### WHAT YOU HAVE TO DO:
Copy the entries from the first line through the line containing "left=146, top=482, right=384, bottom=771", including both ends and the requests. Scale every bounding box coordinate in the answers by 1.6 and round it to a whole number, with halves going up, but leave the numbers in the requests and their format samples unchanged.

[Lines of data]
========

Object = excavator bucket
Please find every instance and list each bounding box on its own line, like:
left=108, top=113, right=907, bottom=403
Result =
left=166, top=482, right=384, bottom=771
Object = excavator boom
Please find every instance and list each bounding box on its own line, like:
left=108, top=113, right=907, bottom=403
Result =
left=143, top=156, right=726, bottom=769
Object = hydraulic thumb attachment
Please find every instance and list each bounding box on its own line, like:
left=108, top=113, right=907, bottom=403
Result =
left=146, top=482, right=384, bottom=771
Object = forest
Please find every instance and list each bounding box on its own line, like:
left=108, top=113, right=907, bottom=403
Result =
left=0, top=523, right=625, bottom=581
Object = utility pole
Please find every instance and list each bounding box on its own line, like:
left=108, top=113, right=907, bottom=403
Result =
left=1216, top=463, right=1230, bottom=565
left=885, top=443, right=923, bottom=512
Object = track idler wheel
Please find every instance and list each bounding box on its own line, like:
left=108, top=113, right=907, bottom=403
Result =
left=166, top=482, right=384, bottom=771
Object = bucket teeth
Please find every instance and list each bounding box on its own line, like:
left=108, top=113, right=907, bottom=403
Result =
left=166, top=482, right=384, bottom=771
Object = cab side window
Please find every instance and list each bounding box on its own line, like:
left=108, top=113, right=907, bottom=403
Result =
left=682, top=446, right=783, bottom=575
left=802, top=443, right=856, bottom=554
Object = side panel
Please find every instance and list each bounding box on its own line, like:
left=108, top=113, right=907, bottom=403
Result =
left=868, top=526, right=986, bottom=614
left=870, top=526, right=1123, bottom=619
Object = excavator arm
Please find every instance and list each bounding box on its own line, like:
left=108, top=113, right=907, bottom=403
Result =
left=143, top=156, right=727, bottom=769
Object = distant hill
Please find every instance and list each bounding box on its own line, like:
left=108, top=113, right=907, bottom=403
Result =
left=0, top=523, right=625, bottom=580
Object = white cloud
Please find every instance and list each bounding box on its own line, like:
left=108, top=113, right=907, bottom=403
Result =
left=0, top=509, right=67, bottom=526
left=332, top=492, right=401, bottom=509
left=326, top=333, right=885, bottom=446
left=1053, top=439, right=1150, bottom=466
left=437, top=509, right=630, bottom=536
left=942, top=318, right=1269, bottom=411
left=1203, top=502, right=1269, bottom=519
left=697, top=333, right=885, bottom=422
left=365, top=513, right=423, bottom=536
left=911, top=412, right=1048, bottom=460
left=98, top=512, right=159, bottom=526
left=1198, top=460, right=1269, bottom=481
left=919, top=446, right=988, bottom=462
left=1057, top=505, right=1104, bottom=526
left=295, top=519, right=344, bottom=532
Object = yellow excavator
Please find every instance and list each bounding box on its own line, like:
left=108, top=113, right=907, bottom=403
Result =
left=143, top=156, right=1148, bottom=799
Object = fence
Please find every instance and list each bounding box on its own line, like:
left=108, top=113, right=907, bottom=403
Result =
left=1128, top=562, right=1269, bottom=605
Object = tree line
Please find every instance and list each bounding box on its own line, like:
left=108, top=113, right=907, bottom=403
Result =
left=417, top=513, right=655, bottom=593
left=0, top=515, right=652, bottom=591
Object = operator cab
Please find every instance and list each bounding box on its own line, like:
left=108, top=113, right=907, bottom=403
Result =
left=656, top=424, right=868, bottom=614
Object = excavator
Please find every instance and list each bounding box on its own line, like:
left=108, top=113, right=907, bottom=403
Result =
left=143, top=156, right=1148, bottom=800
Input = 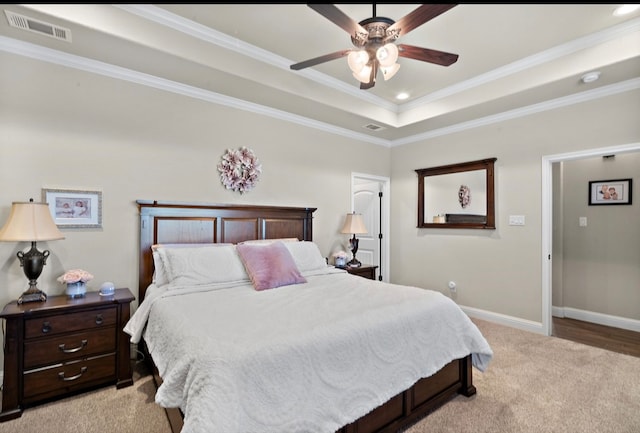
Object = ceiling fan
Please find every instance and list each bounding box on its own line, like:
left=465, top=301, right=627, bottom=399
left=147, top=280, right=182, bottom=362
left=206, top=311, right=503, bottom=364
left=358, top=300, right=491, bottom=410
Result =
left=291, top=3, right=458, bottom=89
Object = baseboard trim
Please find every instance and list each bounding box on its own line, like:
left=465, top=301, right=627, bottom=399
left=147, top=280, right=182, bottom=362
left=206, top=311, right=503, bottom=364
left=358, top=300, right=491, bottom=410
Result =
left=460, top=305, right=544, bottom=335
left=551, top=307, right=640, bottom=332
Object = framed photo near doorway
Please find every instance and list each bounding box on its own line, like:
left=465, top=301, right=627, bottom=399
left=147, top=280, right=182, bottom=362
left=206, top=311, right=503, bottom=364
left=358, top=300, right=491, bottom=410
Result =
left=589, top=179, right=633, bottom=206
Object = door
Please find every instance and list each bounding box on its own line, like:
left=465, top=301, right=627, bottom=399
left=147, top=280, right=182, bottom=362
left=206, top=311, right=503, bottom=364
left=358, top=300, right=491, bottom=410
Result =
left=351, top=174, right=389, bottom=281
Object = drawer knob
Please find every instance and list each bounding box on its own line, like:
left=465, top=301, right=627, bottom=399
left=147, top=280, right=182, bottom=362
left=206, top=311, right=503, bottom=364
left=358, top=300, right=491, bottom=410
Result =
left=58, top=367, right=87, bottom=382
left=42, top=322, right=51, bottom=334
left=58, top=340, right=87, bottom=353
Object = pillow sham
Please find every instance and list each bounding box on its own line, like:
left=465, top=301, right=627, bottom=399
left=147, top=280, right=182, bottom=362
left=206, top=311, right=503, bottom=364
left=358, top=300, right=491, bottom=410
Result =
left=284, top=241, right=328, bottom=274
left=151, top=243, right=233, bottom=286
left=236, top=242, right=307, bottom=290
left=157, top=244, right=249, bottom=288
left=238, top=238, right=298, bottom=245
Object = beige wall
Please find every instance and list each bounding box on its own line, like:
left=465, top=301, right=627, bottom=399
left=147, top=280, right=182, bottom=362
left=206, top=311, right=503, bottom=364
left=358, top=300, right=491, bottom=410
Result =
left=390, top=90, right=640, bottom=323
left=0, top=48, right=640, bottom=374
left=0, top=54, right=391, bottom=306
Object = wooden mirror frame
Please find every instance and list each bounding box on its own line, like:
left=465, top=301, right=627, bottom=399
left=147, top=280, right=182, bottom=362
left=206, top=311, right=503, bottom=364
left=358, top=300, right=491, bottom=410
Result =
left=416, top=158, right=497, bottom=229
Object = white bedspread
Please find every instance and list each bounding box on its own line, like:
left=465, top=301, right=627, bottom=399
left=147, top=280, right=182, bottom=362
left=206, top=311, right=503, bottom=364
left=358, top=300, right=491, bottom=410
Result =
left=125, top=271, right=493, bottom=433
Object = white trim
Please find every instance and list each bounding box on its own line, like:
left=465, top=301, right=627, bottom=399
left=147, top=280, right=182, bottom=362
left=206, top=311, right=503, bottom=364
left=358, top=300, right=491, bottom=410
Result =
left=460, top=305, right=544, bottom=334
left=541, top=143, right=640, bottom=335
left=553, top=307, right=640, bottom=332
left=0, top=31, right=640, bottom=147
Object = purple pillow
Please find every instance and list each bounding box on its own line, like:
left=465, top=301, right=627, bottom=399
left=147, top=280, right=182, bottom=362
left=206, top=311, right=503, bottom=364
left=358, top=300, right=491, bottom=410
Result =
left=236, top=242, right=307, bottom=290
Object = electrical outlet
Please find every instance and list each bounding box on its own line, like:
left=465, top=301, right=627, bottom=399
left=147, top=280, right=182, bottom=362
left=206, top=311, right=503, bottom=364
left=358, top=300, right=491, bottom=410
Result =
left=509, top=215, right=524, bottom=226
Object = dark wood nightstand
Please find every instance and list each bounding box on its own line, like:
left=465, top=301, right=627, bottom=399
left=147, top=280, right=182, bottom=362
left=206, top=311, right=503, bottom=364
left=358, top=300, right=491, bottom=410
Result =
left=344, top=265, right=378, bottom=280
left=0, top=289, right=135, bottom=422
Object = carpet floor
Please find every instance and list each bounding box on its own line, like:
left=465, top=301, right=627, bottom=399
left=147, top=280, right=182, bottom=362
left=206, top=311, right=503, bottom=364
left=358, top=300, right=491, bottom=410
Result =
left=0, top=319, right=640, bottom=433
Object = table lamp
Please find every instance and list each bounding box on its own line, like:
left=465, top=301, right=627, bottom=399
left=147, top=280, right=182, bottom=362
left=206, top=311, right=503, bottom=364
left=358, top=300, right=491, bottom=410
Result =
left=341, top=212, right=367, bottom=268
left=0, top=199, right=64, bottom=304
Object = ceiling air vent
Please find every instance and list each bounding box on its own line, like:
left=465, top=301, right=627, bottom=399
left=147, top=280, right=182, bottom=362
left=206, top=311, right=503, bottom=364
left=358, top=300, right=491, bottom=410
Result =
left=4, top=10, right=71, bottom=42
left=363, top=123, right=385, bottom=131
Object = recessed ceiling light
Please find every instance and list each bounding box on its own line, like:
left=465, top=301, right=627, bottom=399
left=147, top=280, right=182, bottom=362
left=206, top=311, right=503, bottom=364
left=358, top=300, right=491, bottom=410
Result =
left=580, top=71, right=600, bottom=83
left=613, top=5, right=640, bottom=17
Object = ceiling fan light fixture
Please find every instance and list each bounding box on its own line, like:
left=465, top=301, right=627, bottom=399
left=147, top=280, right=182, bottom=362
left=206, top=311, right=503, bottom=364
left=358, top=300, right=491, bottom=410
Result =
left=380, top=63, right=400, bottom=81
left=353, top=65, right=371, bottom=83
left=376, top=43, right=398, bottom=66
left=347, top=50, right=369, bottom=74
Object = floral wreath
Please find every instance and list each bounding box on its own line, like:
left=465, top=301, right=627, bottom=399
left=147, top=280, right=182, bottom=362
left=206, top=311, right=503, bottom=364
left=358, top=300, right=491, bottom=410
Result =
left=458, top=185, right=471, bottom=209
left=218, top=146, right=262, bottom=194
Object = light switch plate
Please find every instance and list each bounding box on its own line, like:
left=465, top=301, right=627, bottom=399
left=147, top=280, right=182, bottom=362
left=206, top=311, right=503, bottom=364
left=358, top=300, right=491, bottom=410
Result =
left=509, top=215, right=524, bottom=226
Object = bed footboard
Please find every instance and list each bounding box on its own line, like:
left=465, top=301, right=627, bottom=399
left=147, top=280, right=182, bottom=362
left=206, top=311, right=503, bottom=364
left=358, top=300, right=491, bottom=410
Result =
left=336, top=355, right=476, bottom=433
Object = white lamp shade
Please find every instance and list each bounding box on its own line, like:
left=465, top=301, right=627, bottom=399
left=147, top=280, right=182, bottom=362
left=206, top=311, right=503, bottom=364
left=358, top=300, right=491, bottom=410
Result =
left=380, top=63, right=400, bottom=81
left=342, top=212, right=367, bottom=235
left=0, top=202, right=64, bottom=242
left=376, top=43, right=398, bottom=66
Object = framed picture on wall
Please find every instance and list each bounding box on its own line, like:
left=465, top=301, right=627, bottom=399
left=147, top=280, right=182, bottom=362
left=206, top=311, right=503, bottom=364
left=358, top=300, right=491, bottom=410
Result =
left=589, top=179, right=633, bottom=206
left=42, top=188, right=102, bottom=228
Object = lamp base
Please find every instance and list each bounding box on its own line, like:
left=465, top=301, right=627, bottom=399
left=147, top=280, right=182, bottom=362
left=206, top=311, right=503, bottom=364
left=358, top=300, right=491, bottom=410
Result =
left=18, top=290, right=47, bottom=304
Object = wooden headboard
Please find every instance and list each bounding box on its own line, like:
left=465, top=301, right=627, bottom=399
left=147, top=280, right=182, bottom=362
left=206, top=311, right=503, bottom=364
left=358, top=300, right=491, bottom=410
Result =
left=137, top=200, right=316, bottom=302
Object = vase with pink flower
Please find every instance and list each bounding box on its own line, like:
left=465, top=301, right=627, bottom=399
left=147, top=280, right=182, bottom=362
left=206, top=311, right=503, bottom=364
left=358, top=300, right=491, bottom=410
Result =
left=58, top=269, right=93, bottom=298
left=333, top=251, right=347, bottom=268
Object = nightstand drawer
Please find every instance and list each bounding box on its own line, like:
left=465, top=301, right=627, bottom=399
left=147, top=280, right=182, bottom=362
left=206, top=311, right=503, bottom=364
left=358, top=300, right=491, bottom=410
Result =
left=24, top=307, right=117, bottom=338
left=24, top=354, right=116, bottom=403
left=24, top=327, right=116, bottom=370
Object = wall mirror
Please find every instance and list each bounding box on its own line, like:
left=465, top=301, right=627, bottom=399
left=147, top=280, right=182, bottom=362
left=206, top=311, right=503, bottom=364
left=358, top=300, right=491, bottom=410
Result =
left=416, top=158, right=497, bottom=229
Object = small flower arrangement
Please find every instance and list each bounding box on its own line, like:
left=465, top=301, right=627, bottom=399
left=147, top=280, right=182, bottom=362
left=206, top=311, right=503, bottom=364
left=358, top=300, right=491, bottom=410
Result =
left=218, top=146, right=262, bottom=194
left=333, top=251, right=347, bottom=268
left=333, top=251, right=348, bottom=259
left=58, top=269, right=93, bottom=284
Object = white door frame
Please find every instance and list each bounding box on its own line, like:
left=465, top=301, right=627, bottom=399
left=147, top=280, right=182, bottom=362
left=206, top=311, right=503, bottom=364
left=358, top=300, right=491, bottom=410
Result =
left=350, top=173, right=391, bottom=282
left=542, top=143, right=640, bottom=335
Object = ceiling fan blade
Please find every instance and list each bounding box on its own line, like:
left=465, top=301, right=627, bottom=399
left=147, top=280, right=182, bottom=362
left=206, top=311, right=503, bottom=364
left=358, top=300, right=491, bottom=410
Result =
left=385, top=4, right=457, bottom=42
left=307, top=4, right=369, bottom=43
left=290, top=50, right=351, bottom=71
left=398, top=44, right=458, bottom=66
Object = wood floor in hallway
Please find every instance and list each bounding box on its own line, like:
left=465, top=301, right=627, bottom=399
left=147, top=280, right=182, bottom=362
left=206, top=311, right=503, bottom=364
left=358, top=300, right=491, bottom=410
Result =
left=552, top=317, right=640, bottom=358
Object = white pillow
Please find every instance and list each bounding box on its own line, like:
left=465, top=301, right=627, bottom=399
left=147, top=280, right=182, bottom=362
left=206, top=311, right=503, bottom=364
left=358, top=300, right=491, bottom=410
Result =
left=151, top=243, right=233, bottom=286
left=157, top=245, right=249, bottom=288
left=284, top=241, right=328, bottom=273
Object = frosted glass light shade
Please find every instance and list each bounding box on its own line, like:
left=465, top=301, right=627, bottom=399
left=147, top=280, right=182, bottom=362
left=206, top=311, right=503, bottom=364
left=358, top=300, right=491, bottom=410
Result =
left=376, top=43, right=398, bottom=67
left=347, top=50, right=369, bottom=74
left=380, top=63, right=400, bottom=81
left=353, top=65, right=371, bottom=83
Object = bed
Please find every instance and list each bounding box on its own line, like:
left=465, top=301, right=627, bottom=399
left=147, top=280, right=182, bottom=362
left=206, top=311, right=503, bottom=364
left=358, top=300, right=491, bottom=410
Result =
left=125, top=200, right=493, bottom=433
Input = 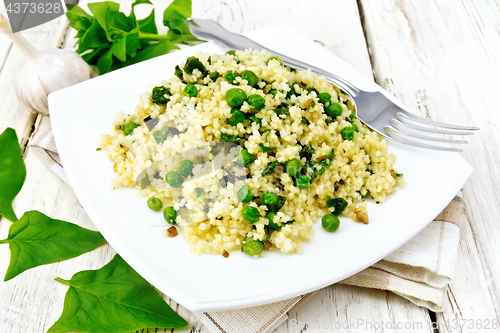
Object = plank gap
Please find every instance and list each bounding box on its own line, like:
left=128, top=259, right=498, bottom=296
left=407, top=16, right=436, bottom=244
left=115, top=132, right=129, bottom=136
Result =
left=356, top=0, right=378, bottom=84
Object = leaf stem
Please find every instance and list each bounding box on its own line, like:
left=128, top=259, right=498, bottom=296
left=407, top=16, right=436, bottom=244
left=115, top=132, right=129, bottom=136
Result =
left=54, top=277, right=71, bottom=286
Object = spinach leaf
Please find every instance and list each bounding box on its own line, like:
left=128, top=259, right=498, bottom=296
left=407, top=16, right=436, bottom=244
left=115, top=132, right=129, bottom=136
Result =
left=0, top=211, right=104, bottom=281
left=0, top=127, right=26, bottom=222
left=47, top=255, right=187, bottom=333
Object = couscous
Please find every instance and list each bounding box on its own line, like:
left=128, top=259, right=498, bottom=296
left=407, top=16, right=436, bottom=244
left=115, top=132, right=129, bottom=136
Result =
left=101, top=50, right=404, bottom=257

========

### RESULT:
Object = excavator bucket
Please find every instance and list each bounding box on its own line, like:
left=108, top=113, right=907, bottom=403
Result =
left=266, top=771, right=614, bottom=1234
Object = excavator boom
Please find every instance and list each bounding box on its own line, like:
left=108, top=113, right=907, bottom=403
Result =
left=229, top=250, right=1162, bottom=1230
Object = hydraulic thumb attachment
Please find every instance and list each bounding box on its own line, like:
left=108, top=113, right=907, bottom=403
Result =
left=234, top=771, right=614, bottom=1234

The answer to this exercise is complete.